Excerpt to read:
Durable goods orders declined in April, dragged down by orders for transportation equipment, the U.S. Commerce Department said today in a monthly report.
Orders totaled $246.2 billion last month, down 1.3 percent from March. That snapped a streak of 11 consecutive monthly gains.
Transportation equipment drove the decrease. Transportation orders slid 6.7 percent to $68.9 billion. The transportation category has declined for two consecutive months.
Excluding transportation, new orders rose 1 percent. Excluding defense, new orders were about unchanged.
Within transportation, orders for motor vehicles and parts fell 6.2 percent to $50 billion. The auto industry is coping with a shortage of semiconductors, which has caused production cutbacks and temporary layoffs.
Supplies of computer chips may improve in the year’s second half. But the shortage may last into 2022.
Orders for commercial aircraft increased 17 percent to $8.1 billion in April. Aerospace was one of the hardest-hit manufacturing industries last year because of the COVID-19 pandemic. That cut back demand for air travel and resulted in canceled orders for aircraft.
Orders for defense aircraft and parts fell 8.5 percent to $3.6 billion.
Among other industries, orders for primary metals increased 3 percent to $22.6 billion. Orders for machinery gained 1.4 percent to $36.1 billion. Orders for fabricated metal products rose 0.9 percent to $36.4 billion.
The durable goods report is based on about 3,100 companies.

Dataset:

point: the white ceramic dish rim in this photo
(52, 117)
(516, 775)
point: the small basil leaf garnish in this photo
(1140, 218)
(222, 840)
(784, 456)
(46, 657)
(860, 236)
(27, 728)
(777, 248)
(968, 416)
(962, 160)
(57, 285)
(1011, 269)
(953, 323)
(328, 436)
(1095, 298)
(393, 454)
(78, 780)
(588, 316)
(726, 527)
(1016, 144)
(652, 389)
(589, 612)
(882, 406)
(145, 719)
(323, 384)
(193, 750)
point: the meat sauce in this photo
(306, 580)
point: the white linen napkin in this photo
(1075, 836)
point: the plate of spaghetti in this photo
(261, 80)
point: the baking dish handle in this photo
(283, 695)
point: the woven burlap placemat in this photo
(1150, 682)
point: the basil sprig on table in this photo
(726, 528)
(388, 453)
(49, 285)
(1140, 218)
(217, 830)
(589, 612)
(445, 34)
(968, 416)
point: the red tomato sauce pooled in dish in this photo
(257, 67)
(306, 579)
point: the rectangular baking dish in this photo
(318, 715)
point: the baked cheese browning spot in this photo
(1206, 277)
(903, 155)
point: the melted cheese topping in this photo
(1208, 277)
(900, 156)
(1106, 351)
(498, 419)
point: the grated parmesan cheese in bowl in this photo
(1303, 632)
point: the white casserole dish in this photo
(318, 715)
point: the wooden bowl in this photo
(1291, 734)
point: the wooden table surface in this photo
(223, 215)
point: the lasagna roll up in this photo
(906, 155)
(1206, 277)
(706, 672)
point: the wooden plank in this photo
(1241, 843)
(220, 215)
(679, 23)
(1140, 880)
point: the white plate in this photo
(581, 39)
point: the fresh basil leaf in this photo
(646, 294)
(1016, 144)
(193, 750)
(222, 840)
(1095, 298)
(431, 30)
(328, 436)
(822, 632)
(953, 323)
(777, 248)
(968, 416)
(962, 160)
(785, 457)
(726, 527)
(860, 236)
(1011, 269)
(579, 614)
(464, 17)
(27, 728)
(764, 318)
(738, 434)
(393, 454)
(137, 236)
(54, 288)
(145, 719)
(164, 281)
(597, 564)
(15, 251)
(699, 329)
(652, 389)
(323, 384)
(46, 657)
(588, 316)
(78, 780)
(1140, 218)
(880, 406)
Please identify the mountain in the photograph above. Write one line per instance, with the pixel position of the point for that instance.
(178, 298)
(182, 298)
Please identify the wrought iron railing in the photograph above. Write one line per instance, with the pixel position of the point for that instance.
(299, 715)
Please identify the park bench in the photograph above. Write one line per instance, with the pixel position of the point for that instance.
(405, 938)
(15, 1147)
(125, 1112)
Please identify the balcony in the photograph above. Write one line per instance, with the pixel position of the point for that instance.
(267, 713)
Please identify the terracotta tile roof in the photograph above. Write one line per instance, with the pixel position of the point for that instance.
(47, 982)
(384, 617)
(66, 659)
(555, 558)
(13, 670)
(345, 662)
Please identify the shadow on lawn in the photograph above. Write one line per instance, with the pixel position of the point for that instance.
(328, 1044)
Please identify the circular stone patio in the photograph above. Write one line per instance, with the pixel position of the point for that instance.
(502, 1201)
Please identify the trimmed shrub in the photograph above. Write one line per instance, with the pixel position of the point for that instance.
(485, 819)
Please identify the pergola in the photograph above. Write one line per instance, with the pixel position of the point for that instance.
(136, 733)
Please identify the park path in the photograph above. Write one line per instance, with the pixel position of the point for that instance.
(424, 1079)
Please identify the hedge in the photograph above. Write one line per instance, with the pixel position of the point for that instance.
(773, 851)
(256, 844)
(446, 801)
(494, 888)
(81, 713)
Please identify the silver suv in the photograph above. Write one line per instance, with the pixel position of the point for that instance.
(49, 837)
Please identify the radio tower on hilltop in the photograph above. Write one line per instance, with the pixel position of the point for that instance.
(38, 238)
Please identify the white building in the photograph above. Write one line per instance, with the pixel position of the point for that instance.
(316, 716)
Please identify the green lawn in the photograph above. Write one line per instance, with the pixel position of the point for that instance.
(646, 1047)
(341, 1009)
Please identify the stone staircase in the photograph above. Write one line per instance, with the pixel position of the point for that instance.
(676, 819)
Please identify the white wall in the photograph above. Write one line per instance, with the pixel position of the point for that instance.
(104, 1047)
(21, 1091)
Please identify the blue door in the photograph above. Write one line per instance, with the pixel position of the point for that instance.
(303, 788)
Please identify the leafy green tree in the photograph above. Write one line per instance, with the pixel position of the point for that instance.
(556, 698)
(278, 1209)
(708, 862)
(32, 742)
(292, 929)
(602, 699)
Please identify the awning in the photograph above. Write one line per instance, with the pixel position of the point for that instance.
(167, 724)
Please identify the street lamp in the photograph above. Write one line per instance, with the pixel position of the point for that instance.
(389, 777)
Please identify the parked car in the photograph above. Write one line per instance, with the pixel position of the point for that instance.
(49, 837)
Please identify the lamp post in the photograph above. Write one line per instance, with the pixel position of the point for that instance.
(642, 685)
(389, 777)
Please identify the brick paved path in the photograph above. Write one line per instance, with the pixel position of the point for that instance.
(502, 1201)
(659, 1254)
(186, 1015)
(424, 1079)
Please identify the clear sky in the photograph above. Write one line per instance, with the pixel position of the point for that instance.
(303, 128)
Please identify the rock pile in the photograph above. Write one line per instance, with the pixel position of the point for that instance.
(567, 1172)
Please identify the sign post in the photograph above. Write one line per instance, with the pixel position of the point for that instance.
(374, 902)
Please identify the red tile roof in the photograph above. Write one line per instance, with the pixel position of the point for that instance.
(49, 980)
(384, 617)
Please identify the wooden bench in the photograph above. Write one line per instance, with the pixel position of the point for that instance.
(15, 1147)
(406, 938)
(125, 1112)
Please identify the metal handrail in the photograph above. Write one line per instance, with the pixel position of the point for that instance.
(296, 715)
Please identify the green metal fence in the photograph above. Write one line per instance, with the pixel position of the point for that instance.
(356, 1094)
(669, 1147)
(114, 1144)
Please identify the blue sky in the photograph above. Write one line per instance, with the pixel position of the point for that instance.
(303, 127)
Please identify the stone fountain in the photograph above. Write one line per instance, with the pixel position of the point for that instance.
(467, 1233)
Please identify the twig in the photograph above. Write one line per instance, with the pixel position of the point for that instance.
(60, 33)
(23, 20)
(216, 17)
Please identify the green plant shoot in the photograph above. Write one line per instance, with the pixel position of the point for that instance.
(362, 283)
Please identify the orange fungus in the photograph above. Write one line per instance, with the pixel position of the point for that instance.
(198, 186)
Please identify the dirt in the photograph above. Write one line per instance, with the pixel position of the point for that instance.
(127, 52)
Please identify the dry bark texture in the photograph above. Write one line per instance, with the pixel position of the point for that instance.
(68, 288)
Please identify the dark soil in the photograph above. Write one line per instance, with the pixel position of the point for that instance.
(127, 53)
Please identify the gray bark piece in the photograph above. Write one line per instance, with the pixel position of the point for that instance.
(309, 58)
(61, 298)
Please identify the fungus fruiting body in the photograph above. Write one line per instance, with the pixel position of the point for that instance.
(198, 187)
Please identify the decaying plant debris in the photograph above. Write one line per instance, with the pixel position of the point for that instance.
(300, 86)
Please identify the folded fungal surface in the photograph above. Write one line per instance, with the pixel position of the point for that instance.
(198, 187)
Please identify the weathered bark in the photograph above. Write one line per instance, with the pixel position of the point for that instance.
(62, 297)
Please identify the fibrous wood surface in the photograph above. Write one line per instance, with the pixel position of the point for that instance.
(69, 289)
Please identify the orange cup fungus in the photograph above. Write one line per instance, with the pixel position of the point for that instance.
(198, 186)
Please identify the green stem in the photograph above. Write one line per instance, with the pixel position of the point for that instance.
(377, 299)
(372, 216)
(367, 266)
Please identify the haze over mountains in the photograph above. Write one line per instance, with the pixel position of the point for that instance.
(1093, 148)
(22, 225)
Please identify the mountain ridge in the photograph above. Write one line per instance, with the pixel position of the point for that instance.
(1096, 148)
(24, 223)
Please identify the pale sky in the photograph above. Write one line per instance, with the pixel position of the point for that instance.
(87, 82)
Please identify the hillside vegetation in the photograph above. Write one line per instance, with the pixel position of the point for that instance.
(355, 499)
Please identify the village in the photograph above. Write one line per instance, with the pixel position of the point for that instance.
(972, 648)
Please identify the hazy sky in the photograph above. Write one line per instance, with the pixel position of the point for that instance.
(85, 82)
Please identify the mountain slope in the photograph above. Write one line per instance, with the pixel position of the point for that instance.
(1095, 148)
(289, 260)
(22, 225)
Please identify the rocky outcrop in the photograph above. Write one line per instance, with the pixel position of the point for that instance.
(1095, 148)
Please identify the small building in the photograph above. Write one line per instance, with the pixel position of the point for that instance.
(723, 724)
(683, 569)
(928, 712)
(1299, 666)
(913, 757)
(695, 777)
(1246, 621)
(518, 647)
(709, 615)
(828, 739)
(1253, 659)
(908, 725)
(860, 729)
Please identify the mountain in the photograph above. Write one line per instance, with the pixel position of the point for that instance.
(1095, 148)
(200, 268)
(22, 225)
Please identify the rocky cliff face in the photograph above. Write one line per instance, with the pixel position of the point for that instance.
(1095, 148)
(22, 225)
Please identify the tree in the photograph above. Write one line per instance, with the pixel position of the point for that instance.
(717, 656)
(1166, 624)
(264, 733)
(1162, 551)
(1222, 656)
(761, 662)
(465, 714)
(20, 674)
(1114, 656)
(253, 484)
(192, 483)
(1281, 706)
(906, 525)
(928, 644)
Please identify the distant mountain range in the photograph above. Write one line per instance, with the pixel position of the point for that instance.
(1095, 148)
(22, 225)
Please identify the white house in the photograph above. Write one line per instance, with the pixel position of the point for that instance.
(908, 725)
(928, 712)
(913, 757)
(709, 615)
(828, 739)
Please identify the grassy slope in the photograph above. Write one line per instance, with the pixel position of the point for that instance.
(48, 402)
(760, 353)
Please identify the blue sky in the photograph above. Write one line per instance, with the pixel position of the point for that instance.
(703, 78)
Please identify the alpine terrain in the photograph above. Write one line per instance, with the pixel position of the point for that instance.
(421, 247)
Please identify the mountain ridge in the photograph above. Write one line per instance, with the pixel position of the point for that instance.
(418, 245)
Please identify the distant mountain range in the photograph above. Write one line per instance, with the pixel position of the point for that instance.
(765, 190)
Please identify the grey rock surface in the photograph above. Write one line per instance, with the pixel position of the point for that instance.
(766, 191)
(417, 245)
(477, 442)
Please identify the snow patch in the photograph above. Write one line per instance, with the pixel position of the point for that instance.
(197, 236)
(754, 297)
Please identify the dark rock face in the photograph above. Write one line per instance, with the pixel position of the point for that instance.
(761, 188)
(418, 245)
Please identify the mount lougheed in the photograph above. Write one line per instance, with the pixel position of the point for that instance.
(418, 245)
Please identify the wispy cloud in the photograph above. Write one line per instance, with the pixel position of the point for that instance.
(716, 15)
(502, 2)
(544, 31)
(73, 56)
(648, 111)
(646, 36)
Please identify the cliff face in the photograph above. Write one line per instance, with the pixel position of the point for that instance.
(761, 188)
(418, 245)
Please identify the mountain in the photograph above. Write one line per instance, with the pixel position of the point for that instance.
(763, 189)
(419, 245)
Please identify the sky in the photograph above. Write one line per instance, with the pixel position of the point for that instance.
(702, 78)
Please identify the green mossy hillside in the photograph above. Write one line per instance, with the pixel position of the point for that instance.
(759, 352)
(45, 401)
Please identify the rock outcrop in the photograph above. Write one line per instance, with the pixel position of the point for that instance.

Exercise 1:
Say whether each statement agrees with the durable goods article, answering yes or no and quoting the words that decide it.
(a) Total durable goods orders in April were higher than in March.
(b) Orders for commercial aircraft went up in April.
(c) The report draws on about 3,100 companies.
Exercise 2:
Answer these questions from the durable goods article.
(a) How many consecutive monthly gains did April's decline end?
(b) By what percentage did orders for motor vehicles and parts fall?
(c) What was the dollar value of machinery orders?
Exercise 3: From the durable goods article, copy out the passage from "Transportation equipment drove" to "orders for aircraft.".

Task result 1:
(a) No: "down 1.3 percent from March."
(b) Yes: "Orders for commercial aircraft increased 17 percent to $8.1 billion in April."
(c) Yes: "The durable goods report is based on about 3,100 companies."

Task result 2:
(a) 11
(b) 6.2 percent
(c) $36.1 billion

Task result 3:
Transportation equipment drove the decrease. Transportation orders slid 6.7 percent to $68.9 billion. The transportation category has declined for two consecutive months.
Excluding transportation, new orders rose 1 percent. Excluding defense, new orders were about unchanged.
Within transportation, orders for motor vehicles and parts fell 6.2 percent to $50 billion. The auto industry is coping with a shortage of semiconductors, which has caused production cutbacks and temporary layoffs.
Supplies of computer chips may improve in the year’s second half. But the shortage may last into 2022.
Orders for commercial aircraft increased 17 percent to $8.1 billion in April. Aerospace was one of the hardest-hit manufacturing industries last year because of the COVID-19 pandemic. That cut back demand for air travel and resulted in canceled orders for aircraft.